§ WRITTEN EXERCISE: Copy every one of the following rows word for word, leaving out the pictures.

§ DATASET CONTENT:
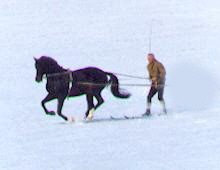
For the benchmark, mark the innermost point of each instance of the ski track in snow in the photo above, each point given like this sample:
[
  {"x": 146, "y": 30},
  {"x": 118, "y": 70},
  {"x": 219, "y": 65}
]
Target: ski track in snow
[{"x": 112, "y": 35}]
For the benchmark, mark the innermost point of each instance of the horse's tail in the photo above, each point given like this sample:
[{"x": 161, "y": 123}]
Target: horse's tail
[{"x": 116, "y": 91}]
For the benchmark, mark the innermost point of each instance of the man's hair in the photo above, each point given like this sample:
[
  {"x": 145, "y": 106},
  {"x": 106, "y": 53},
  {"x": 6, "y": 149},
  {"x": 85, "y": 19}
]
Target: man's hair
[{"x": 151, "y": 54}]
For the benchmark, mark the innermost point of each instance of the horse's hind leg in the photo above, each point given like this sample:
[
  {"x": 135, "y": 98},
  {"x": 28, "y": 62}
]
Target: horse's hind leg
[
  {"x": 89, "y": 113},
  {"x": 60, "y": 106},
  {"x": 100, "y": 100},
  {"x": 48, "y": 98}
]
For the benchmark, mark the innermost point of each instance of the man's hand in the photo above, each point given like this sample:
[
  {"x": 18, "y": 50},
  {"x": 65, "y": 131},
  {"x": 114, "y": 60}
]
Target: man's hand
[
  {"x": 154, "y": 81},
  {"x": 155, "y": 84}
]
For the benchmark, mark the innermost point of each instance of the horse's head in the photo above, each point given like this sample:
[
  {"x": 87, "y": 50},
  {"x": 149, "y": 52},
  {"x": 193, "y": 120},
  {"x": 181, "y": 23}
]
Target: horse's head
[{"x": 45, "y": 65}]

§ FULL SOLUTION:
For the benchmark, mark the innermost point of each instance of the ski track in snow in the photo above, each point given like this sample:
[
  {"x": 146, "y": 30},
  {"x": 118, "y": 70},
  {"x": 219, "y": 65}
]
Target: ski track in snow
[{"x": 112, "y": 35}]
For the benchmark, mark the innermost point of each instance of the horse's tail in the photo above, each point given like this sample:
[{"x": 161, "y": 123}]
Target: horse's tail
[{"x": 116, "y": 91}]
For the benchmark, mark the innermost point of each instance of the man's hair in the photo above, each point given like this sample:
[
  {"x": 145, "y": 106},
  {"x": 106, "y": 53},
  {"x": 6, "y": 149},
  {"x": 85, "y": 19}
]
Target: man's hair
[{"x": 151, "y": 54}]
For the benchmark, mark the innermost point of each instance of the horse's hind leg in the photo above, each point given like this sample:
[
  {"x": 135, "y": 98},
  {"x": 28, "y": 62}
]
Target: horse's hind leg
[
  {"x": 89, "y": 113},
  {"x": 60, "y": 106},
  {"x": 100, "y": 100},
  {"x": 48, "y": 98}
]
For the benchmark, mark the innermost point of each instance of the man's hand in the photo above, each point given like this sample:
[
  {"x": 18, "y": 50},
  {"x": 65, "y": 131},
  {"x": 114, "y": 60}
]
Target: man's hand
[
  {"x": 154, "y": 81},
  {"x": 155, "y": 84}
]
For the benchmark, mark the innermost point of each instance of the horse's head in the photo above, each point given like this sample:
[
  {"x": 87, "y": 50},
  {"x": 149, "y": 52},
  {"x": 193, "y": 120},
  {"x": 181, "y": 23}
]
Target: horse's head
[{"x": 45, "y": 65}]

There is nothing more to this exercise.